__Task details__. Print the full listing below exactly, keeping every character as it stands.

__The data__.
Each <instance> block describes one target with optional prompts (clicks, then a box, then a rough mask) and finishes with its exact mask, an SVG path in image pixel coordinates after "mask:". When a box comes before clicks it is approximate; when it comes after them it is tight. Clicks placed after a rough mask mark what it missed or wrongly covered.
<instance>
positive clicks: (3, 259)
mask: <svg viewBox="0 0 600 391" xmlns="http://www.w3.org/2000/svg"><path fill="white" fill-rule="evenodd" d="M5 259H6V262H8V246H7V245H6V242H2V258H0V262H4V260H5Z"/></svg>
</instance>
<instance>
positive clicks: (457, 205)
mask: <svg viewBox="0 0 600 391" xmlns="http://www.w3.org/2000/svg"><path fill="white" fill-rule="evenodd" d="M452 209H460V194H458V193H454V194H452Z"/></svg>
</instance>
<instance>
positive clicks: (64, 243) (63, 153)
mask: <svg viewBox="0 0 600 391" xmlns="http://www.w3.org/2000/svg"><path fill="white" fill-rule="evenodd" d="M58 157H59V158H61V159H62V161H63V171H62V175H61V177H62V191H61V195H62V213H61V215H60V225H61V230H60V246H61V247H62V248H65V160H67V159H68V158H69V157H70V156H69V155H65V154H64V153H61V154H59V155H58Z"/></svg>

__Finished task__.
Each <instance> block describes one target with optional prompts (clicks, then a box, then a rough mask) and finishes with its exact mask, an SVG path in image pixel coordinates after "mask:". When a box comes before clicks it is approximate; when it comes after them it is tight. Clicks placed after a rough mask mark what it missed or wrongly covered.
<instance>
positive clicks: (3, 259)
mask: <svg viewBox="0 0 600 391" xmlns="http://www.w3.org/2000/svg"><path fill="white" fill-rule="evenodd" d="M5 259H6V262H8V246H7V245H6V242H2V258H0V262H4V260H5Z"/></svg>
</instance>
<instance>
positive clicks: (457, 205)
mask: <svg viewBox="0 0 600 391" xmlns="http://www.w3.org/2000/svg"><path fill="white" fill-rule="evenodd" d="M452 209H460V194H458V193H454V194H452Z"/></svg>
</instance>
<instance>
positive clicks: (64, 243) (63, 153)
mask: <svg viewBox="0 0 600 391" xmlns="http://www.w3.org/2000/svg"><path fill="white" fill-rule="evenodd" d="M58 157H59V158H61V159H62V161H63V171H62V175H61V177H62V191H61V195H62V213H61V215H60V225H61V230H60V246H61V247H62V248H65V160H67V159H68V158H69V157H70V156H69V155H65V154H64V153H61V154H59V155H58Z"/></svg>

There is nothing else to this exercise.